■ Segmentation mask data
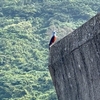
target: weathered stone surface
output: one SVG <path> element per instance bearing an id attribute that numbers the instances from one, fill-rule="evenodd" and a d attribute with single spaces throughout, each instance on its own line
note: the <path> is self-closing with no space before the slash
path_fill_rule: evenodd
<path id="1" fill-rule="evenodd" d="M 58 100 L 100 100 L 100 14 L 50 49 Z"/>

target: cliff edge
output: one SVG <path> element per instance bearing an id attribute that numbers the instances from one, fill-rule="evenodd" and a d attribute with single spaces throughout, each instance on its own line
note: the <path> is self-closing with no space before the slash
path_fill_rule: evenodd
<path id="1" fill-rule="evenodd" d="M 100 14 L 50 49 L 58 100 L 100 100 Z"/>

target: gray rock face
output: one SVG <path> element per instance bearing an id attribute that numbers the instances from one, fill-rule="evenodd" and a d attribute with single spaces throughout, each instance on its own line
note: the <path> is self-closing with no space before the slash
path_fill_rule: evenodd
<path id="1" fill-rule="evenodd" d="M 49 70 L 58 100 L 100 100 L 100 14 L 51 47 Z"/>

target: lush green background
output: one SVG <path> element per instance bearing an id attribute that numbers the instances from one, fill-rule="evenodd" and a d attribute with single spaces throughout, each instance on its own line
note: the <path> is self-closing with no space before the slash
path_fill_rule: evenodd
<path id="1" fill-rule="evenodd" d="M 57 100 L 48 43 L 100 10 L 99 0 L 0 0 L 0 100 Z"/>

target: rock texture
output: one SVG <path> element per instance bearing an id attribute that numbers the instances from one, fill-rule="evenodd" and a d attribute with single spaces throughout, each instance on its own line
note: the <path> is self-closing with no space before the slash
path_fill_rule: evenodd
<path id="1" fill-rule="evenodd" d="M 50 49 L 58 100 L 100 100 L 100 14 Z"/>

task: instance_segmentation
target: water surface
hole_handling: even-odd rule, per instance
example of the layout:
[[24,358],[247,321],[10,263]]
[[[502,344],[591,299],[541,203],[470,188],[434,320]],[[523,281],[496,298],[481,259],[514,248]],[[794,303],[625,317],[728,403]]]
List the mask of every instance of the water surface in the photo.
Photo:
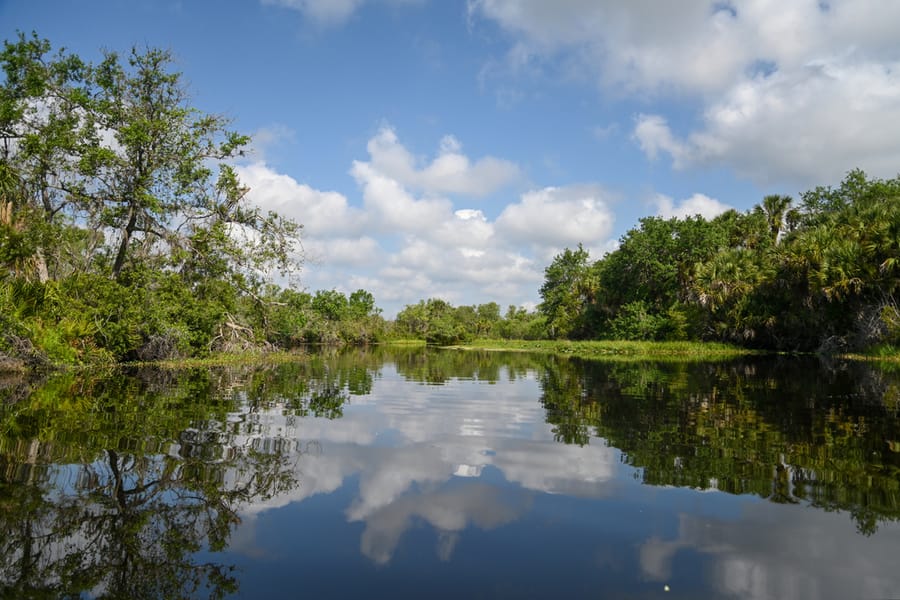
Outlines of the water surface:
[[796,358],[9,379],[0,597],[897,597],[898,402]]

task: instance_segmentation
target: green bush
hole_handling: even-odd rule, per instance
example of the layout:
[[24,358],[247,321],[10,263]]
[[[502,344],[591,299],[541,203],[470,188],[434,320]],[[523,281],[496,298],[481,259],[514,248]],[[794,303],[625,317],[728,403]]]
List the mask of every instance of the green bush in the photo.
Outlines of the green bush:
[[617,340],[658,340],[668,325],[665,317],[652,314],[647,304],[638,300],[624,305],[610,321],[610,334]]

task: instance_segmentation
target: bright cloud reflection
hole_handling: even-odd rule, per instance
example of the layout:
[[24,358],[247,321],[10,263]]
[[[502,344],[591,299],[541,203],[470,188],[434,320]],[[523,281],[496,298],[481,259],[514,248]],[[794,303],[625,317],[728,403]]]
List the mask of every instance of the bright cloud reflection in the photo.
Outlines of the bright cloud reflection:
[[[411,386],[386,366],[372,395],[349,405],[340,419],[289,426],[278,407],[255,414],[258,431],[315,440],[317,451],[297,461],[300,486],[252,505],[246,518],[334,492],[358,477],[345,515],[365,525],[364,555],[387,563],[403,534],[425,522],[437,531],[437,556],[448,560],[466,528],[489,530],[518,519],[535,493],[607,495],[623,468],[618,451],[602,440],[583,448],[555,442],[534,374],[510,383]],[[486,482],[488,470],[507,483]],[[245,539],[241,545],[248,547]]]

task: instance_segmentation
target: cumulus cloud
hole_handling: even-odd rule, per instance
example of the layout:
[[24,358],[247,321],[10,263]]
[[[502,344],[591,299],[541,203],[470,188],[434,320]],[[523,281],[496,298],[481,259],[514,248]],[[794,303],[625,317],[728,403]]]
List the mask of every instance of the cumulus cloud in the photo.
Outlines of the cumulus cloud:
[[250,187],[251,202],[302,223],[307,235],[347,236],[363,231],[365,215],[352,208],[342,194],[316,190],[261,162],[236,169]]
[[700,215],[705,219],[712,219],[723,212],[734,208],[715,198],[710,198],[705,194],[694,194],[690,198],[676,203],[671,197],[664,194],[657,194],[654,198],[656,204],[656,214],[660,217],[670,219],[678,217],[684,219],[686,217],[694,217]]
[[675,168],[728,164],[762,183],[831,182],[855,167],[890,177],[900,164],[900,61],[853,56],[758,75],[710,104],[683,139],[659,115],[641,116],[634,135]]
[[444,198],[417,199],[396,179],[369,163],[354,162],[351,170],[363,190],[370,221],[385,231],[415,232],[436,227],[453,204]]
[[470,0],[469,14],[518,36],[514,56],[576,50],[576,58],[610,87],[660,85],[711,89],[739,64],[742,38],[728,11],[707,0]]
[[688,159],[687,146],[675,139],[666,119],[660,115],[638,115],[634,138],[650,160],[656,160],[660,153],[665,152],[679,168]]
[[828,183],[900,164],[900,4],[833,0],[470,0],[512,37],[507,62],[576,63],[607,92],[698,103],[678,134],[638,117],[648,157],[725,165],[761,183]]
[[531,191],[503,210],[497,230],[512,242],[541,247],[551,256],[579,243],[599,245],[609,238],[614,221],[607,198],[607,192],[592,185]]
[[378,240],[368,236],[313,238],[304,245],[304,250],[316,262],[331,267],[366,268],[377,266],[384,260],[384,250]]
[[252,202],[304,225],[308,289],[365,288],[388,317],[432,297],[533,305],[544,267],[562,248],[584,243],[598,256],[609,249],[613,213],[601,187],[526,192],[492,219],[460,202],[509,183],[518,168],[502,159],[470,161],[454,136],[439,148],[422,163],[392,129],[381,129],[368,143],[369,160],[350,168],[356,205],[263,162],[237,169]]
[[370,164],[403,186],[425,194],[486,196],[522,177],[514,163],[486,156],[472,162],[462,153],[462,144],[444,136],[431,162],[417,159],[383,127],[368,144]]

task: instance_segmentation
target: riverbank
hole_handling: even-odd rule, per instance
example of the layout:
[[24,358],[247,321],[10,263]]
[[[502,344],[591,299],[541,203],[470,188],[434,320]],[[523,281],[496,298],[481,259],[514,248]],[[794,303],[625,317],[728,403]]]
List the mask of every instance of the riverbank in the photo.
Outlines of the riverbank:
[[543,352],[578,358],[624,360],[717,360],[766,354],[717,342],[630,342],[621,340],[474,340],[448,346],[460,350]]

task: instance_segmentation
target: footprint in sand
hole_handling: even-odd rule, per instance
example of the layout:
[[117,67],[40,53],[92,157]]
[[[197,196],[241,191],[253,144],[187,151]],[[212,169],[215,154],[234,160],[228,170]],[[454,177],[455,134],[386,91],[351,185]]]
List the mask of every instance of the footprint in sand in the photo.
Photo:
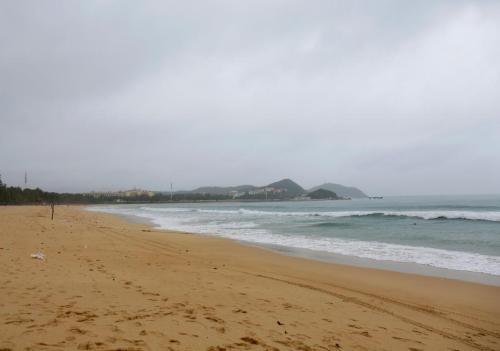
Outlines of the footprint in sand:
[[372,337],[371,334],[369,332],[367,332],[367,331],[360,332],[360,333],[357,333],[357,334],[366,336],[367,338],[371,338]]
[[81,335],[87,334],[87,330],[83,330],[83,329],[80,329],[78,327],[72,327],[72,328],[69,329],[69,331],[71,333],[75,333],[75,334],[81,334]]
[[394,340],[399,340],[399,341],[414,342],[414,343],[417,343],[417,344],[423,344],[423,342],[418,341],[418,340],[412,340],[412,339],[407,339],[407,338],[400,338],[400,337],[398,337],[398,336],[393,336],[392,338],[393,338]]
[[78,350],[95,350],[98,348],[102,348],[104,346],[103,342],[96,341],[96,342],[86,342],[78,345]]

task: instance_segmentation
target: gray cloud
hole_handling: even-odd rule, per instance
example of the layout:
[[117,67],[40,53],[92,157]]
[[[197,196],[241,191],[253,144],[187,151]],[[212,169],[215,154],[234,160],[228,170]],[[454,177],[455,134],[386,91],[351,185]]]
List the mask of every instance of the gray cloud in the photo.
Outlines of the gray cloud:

■ Action item
Filter the records above down to the lines that hold the string "rock".

■ Task output
target: gray rock face
target: rock texture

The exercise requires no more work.